[TASK GOAL]
Check every line of the data for the word "cluster", and copy those that have it.

[DATA FOR ANALYSIS]
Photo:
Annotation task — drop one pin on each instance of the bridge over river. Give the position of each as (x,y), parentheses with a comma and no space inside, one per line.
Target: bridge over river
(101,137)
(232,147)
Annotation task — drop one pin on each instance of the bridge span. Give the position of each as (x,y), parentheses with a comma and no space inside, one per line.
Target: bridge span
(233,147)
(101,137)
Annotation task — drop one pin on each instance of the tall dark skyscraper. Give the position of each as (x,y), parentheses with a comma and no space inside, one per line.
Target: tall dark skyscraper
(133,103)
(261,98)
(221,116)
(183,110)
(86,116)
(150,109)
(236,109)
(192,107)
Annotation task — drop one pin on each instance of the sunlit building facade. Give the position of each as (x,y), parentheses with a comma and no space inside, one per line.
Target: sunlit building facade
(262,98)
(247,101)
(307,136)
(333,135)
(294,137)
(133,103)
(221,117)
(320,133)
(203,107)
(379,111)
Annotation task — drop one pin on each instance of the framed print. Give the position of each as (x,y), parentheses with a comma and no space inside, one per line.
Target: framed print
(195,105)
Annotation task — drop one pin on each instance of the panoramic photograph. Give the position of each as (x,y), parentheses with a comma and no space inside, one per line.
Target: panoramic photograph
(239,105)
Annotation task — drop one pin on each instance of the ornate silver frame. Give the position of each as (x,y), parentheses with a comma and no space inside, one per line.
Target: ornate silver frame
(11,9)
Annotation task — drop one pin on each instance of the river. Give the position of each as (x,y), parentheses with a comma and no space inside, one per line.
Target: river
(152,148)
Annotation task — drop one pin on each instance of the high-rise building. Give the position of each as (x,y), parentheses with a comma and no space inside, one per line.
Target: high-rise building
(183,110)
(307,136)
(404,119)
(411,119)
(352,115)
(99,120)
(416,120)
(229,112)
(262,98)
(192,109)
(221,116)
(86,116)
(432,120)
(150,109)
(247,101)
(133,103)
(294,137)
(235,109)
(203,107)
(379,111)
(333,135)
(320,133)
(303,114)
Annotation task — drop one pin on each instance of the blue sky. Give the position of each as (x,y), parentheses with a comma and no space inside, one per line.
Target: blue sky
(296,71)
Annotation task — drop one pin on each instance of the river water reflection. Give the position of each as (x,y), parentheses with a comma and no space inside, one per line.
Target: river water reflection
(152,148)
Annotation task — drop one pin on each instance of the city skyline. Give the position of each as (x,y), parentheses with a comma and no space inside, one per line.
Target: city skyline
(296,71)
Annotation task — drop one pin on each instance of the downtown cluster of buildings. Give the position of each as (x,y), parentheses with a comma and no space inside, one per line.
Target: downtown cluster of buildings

[COMPLETED EXERCISE]
Annotation task — drop one pin on each instance of the downtown cluster of buildings. Give the position of each as (x,y), parentheses with a comma and no space inside, one per line.
Target: downtown cluster of buildings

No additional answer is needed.